(Dataset excerpt)
+ + + + + + +

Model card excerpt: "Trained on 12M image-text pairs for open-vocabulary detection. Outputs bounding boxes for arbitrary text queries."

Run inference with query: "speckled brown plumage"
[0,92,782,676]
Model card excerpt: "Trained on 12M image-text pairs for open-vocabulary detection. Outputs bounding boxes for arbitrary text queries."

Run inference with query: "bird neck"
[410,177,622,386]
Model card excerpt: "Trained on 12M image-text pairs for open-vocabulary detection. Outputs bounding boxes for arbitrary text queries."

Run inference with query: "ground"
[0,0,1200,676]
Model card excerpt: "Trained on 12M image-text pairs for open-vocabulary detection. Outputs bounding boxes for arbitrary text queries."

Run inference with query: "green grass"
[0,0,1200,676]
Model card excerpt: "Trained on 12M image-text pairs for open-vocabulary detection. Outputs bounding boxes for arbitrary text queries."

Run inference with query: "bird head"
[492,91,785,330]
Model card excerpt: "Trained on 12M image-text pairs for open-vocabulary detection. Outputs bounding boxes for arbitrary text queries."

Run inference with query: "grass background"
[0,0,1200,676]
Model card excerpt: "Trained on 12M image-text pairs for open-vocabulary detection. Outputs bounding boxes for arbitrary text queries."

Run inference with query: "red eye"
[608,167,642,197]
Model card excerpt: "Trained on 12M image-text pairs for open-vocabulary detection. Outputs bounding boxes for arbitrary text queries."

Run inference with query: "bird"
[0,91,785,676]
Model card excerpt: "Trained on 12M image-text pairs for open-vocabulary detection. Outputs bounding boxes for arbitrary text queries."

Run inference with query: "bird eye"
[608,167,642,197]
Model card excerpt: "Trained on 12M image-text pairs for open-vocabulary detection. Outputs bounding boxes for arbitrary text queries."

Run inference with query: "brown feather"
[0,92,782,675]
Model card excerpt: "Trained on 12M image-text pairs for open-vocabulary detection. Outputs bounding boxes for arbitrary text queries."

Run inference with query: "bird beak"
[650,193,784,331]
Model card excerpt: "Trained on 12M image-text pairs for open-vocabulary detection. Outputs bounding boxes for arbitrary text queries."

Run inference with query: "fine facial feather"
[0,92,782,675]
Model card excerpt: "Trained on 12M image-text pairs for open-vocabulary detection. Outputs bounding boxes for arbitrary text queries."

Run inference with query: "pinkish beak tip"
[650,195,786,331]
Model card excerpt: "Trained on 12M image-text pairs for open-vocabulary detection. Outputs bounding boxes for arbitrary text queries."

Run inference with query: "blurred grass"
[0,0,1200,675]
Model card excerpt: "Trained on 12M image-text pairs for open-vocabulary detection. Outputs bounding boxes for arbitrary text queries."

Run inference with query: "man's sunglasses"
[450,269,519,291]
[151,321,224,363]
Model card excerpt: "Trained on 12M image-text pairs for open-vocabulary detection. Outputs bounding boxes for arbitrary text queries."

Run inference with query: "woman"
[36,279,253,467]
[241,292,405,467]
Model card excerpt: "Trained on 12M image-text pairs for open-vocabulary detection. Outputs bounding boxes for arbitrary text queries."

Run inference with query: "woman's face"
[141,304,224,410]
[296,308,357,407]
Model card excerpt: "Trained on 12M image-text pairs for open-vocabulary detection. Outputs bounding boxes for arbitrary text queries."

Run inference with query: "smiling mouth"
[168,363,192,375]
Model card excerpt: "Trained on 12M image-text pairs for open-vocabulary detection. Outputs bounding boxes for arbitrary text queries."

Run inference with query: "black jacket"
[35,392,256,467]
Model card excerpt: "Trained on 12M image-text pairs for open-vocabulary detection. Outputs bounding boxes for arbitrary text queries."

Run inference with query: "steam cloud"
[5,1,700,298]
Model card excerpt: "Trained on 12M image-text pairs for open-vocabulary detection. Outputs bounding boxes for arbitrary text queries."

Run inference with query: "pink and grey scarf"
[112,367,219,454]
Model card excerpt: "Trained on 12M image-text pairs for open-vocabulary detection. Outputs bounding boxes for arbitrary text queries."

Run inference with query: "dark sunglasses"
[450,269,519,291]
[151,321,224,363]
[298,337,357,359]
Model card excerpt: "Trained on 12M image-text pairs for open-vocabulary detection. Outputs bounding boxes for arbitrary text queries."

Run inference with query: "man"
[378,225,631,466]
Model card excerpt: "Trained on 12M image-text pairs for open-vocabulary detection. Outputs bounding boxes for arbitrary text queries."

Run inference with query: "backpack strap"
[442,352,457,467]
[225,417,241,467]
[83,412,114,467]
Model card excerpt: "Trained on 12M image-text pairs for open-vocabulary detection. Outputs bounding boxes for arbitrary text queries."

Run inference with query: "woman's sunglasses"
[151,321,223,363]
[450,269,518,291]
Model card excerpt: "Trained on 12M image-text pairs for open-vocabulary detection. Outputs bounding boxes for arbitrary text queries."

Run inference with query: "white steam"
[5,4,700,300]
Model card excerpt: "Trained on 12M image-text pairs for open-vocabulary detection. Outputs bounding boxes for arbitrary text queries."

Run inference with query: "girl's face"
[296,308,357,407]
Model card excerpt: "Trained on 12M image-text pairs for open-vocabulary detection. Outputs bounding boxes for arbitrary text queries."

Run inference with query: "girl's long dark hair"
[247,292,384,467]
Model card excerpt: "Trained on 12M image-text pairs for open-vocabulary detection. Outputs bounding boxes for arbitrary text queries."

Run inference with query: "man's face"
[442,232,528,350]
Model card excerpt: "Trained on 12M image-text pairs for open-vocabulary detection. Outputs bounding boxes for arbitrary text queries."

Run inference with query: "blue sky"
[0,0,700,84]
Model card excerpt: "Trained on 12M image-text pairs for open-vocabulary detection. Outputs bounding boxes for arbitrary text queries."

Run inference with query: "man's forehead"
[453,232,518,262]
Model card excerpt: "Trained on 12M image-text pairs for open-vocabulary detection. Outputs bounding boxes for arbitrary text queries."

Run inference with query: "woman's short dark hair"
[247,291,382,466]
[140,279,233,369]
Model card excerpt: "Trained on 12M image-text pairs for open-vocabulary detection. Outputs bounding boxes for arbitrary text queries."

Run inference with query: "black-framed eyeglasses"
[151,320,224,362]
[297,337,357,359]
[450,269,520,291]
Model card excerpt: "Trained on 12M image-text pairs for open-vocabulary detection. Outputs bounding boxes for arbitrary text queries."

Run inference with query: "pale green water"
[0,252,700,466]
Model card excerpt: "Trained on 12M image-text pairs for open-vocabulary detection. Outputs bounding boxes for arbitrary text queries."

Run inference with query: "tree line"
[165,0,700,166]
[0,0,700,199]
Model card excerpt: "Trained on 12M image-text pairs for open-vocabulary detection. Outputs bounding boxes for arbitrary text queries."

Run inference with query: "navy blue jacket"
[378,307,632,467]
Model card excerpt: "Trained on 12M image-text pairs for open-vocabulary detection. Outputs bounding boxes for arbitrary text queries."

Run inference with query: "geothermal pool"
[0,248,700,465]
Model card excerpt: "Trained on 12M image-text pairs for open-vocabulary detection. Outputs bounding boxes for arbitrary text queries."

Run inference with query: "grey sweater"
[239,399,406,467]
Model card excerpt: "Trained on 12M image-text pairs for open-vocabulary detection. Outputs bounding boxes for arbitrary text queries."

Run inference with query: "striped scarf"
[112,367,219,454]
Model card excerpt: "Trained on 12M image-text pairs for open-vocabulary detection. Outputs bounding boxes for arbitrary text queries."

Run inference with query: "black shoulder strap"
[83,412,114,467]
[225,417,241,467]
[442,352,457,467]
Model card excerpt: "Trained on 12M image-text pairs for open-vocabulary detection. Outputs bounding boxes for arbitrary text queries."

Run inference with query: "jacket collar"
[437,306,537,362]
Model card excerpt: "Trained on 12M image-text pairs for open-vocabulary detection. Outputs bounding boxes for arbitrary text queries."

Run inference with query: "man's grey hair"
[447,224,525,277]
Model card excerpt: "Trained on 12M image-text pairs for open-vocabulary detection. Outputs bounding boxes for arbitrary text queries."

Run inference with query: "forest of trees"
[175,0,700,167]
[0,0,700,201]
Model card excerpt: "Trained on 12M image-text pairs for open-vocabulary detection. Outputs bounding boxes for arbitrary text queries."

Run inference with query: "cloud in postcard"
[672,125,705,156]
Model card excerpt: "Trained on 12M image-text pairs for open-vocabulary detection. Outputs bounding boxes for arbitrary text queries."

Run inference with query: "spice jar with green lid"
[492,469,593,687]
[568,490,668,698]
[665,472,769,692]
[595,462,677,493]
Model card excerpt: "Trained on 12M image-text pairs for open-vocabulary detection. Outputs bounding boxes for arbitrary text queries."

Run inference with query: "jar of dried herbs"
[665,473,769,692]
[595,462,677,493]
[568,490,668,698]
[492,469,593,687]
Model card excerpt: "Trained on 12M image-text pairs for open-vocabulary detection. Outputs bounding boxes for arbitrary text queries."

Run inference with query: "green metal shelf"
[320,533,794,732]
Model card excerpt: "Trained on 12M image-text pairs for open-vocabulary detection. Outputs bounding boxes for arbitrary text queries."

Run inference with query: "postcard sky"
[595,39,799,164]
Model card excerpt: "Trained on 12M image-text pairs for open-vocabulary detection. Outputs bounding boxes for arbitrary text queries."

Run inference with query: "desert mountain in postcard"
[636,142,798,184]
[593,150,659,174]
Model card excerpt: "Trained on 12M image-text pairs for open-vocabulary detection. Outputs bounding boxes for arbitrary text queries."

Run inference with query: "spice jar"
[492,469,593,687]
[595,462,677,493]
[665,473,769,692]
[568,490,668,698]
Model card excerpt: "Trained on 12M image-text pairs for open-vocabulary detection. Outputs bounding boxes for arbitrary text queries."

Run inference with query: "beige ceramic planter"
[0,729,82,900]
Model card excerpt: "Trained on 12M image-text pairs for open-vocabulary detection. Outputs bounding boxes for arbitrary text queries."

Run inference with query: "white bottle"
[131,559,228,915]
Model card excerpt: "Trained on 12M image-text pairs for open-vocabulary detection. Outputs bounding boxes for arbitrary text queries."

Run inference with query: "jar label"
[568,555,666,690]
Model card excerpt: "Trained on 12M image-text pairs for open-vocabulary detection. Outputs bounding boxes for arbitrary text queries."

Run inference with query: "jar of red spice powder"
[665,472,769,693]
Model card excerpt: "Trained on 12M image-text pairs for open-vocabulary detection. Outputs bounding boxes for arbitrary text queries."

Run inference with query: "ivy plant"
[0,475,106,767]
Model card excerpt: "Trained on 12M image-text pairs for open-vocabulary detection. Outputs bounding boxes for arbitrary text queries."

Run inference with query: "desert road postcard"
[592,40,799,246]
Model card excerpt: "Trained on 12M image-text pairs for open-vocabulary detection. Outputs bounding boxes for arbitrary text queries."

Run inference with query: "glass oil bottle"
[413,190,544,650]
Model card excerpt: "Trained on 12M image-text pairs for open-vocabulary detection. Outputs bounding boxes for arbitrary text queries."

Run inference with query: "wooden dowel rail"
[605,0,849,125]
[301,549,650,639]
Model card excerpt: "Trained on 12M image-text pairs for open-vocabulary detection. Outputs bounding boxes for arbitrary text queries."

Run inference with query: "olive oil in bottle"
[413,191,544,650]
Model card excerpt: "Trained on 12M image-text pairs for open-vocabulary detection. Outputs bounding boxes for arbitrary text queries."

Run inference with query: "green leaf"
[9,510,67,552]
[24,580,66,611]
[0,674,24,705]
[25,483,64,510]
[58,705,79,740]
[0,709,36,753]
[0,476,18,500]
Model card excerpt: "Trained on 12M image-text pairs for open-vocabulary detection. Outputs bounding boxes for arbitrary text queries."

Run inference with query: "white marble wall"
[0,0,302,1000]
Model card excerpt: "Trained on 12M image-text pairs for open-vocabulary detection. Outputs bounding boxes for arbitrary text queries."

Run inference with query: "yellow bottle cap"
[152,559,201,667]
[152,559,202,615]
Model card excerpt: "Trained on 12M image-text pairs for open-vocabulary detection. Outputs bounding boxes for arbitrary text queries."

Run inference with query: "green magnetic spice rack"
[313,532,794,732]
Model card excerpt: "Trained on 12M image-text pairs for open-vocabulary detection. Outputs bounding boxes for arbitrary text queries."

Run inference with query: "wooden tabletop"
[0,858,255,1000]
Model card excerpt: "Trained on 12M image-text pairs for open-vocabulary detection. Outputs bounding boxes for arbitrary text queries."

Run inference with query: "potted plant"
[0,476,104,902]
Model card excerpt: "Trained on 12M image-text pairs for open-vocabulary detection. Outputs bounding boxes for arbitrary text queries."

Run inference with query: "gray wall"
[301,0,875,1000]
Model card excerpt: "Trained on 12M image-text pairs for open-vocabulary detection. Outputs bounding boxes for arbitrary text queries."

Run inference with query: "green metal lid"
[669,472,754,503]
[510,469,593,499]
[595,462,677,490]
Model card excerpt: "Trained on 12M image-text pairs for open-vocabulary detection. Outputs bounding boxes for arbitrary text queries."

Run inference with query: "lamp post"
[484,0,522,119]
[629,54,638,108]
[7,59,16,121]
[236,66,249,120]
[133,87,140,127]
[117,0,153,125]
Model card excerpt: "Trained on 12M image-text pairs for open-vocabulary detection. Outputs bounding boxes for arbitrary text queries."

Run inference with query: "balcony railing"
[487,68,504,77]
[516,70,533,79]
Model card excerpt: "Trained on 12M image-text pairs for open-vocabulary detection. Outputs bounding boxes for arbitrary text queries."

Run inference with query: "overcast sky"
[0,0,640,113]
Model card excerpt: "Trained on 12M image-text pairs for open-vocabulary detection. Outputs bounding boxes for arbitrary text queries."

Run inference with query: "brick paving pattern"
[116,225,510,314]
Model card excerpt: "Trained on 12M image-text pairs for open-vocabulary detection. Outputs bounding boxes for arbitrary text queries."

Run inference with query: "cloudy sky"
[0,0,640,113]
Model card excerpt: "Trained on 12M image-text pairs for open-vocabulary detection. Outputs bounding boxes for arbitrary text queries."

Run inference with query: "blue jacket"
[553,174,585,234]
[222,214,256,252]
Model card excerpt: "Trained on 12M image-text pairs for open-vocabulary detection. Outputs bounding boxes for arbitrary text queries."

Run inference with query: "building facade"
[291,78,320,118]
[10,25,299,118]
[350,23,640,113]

+ + + + + + +

_WRITTEN REQUEST_: Give every line from the start of the rows through the line containing "[0,91,785,676]", inclusive, as a JSON list of strings with one string per line. Leave out blank lines.

_COMPLETE ANSWER_:
[
  "Model card excerpt: \"Trained on 12M image-text pairs for open-vocabulary detection. Outputs bounding boxes for arbitrary text queries.\"",
  "Run inference with query: \"speckled brown plumage\"",
  "[0,92,782,676]",
  "Model card excerpt: \"Trained on 12M image-text pairs for open-vocabulary detection. Outputs bounding boxes for arbitrary text queries.\"",
  "Run inference with query: \"bird neck\"",
  "[410,177,622,386]",
  "Model card excerpt: \"Trained on 12M image-text pairs for open-vocabulary detection. Outputs bounding boxes for arbitrary text queries.\"",
  "Run inference with query: \"ground\"",
  "[0,0,1200,676]",
  "Model card excerpt: \"Trained on 12M image-text pairs for open-vocabulary detection. Outputs bounding boxes for arbitrary text queries.\"",
  "Run inference with query: \"green grass\"",
  "[0,0,1200,676]",
  "Model card excerpt: \"Trained on 12M image-text pairs for open-vocabulary detection. Outputs bounding boxes for arbitrary text queries.\"",
  "Run inference with query: \"bird head\"",
  "[492,91,785,330]",
  "Model card excerpt: \"Trained on 12M image-text pairs for open-vocabulary detection. Outputs bounding boxes for arbitrary text queries.\"",
  "Run inference with query: \"grass background\"",
  "[0,0,1200,676]",
  "Model card excerpt: \"Trained on 12M image-text pairs for open-vocabulary detection. Outputs bounding boxes for arbitrary text queries.\"",
  "Run inference with query: \"red eye\"",
  "[608,167,642,197]",
  "Model card excerpt: \"Trained on 12M image-text pairs for open-vocabulary detection. Outputs bounding boxes for arbitrary text queries.\"",
  "Run inference with query: \"bird\"",
  "[0,91,785,676]"
]